***** SOURCE EXCERPT *****

Sagemaker - UnkownServiceError for Session - amazon-sagemaker
I am trying to run a simple model in sagemaker.
When trying to run the following code I keep getting this error.
It is a very simple code that I saw in some tutorials and in sagemaker examples that are included in the Jupiter notebook.
Does anyone know what should I do to make it work?
imput:
import sagemaker
sess = sagemaker.Session()
output:
---------------------------------------------------------------------------
UnknownServiceError Traceback (most recent call last)
/tmp/ipykernel_11350/4126940475.py in <cell line: 3>()
1 import sagemaker
2
----> 3 sess = sagemaker.Session()
~/anaconda3/envs/python3/lib/python3.8/site-packages/sagemaker/session.py in __init__(self, boto_session, sagemaker_client, sagemaker_runtime_client, sagemaker_featurestore_runtime_client, default_bucket, settings, sagemaker_metrics_client)
131 self.settings = settings
132
--> 133 self._initialize(
134 boto_session=boto_session,
135 sagemaker_client=sagemaker_client,
~/anaconda3/envs/python3/lib/python3.8/site-packages/sagemaker/session.py in _initialize(self, boto_session, sagemaker_client, sagemaker_runtime_client, sagemaker_featurestore_runtime_client, sagemaker_metrics_client)
183 self.sagemaker_metrics_client = sagemaker_metrics_client
184 else:
--> 185 self.sagemaker_metrics_client = self.boto_session.client("sagemaker-metrics")
186 prepend_user_agent(self.sagemaker_metrics_client)
187
~/anaconda3/envs/python3/lib/python3.8/site-packages/boto3/session.py in client(self, service_name, region_name, api_version, use_ssl, verify, endpoint_url, aws_access_key_id, aws_secret_access_key, aws_session_token, config)
297
298 """

***** COLLECTED MATERIAL *****

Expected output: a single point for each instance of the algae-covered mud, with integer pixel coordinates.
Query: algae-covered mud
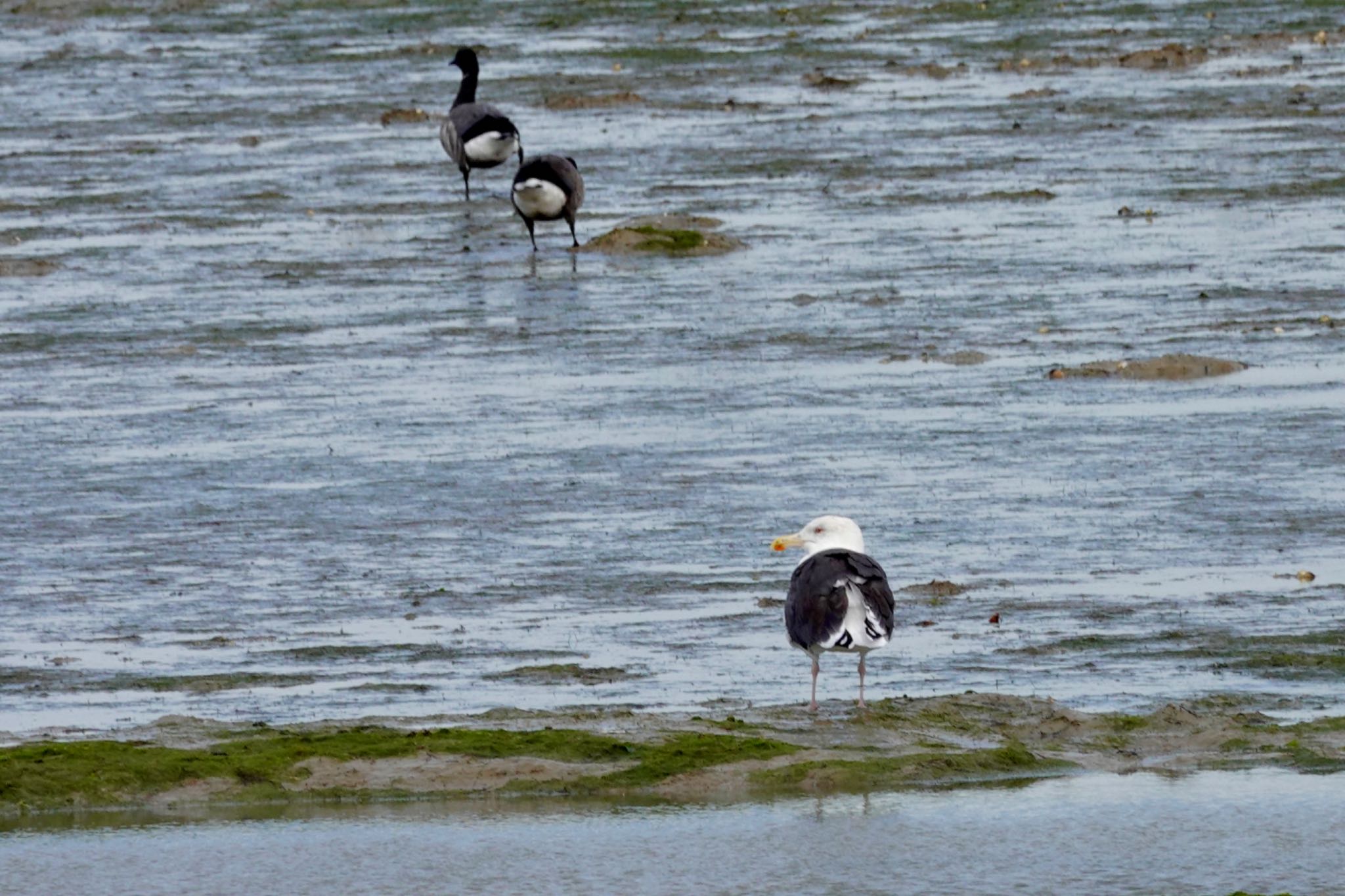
(182, 765)
(292, 433)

*****

## TO-DO LIST:
1 - In the SageMaker error thread, what service name is passed to `self.boto_session.client` on line 185?
2 - Carry on the SageMaker error thread from the point where it stops.
The data plays no part in what follows.

## RESULTS FOR THE EXERCISE:
1 - "sagemaker-metrics"

2 -
--> 299 return self._session.create_client(
300 service_name,
301 region_name=region_name,
~/anaconda3/envs/python3/lib/python3.8/site-packages/botocore/session.py in create_client(self, service_name, region_name, api_version, use_ssl, verify, endpoint_url, aws_access_key_id, aws_secret_access_key, aws_session_token, config)
868 retryhandler, translate, response_parser_factory,
869 exceptions_factory, config_store)
--> 870 client = client_creator.create_client(
871 service_name=service_name, region_name=region_name,
872 is_secure=use_ssl, endpoint_url=endpoint_url, verify=verify,
~/anaconda3/envs/python3/lib/python3.8/site-packages/botocore/client.py in create_client(self, service_name, region_name, is_secure, endpoint_url, verify, credentials, scoped_config, api_version, client_config)
85 'choose-service-name', service_name=service_name)
86 service_name = first_non_none_response(responses, default=service_name)
---> 87 service_model = self._load_service_model(service_name, api_version)
88 cls = self._create_client_class(service_name, service_model)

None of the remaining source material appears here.